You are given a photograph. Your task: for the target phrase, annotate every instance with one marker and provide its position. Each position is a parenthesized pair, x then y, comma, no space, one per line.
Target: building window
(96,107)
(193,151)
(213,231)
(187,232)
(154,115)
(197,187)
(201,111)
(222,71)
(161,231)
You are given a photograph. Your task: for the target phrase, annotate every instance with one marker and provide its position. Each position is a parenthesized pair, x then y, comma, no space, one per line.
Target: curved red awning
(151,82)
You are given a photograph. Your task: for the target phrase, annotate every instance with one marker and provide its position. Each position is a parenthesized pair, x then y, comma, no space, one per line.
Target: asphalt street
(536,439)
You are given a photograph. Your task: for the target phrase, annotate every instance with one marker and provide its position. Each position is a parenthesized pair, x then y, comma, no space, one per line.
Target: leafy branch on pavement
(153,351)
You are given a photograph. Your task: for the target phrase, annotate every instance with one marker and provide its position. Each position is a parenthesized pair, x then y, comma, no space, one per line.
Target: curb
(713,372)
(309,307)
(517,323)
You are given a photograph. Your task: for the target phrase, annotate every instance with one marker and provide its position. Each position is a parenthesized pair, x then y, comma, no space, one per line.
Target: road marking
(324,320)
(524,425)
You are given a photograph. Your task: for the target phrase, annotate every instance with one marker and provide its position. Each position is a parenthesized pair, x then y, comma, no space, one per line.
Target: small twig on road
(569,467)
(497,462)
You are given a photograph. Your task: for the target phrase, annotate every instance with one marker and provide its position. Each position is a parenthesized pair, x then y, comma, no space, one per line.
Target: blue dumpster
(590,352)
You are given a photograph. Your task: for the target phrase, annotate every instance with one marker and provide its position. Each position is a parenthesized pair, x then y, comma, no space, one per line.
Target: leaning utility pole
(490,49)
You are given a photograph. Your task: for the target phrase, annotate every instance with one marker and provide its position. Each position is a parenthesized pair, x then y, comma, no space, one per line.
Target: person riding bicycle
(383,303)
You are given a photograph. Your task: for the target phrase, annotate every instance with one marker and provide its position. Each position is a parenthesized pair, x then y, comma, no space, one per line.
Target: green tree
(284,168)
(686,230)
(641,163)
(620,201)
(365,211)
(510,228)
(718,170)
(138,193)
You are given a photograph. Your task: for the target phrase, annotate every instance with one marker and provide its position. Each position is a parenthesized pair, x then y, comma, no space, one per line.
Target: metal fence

........

== Directive ==
Gather every line in the records above that contains the word "road" and copy each of those lines in full. Treat capital and lowercase letters as different.

== Response below ==
Target: road marking
Target: small twig on road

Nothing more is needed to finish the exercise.